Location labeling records
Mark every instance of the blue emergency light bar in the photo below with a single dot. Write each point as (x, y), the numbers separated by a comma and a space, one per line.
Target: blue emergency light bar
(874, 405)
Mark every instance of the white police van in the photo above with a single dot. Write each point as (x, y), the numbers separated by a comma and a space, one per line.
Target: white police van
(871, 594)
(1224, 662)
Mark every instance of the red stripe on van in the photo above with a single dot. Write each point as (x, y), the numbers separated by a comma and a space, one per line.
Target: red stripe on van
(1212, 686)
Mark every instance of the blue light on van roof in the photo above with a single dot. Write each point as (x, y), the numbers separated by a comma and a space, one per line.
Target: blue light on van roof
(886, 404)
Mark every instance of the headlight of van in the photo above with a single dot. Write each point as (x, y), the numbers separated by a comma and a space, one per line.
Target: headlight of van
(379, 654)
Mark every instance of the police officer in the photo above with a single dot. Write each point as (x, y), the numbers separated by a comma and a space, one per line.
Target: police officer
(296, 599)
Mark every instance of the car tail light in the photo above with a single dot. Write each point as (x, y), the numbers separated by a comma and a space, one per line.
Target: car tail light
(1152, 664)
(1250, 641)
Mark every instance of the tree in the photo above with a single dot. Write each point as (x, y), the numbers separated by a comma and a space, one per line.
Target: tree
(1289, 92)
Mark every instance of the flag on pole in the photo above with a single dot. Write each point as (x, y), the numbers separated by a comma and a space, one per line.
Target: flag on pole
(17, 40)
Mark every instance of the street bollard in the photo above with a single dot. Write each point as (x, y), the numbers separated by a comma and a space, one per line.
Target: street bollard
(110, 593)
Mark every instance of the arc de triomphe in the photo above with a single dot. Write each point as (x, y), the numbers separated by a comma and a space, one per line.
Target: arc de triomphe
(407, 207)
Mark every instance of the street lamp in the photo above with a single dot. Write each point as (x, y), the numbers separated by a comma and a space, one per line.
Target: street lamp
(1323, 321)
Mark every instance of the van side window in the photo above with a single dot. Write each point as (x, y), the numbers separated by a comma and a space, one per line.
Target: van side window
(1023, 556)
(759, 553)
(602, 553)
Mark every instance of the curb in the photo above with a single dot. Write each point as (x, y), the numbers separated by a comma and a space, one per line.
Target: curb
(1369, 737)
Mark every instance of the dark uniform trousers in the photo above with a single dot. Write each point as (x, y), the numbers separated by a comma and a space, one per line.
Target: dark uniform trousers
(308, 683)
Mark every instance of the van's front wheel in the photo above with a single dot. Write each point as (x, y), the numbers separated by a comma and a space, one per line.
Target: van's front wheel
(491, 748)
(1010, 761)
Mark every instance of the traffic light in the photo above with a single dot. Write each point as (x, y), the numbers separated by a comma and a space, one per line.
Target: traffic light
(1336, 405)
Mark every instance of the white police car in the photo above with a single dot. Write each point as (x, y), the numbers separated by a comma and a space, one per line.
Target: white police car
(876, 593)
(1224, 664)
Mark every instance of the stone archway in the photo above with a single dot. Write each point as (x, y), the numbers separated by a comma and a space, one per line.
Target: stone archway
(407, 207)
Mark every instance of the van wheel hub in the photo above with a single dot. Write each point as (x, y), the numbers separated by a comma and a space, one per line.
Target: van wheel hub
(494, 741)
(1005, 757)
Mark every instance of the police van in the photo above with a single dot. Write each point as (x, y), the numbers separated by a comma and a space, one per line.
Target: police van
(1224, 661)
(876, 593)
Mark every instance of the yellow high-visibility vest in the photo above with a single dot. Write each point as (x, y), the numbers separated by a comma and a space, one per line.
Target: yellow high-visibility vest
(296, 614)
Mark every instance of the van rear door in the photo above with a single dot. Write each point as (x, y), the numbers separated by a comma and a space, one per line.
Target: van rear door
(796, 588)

- **EXERCISE TASK**
Rewrite the lines from the one containing "Mark every instance of the arc" through the one containing "(1323, 321)", both included, as a numbered list with blank lines omitted.

- **REPLY**
1. Mark every instance of the arc de triomphe in the photo above with a single dot. Write each point as (x, y), the numbers separated by a comma and a space, one per line.
2. Target: arc de triomphe
3. (407, 207)
4. Mark every instance of the street lamp in the photo above with a single dot. Write each point as (x, y), the numbers separated by a comma and a space, one per line.
5. Target: street lamp
6. (1323, 321)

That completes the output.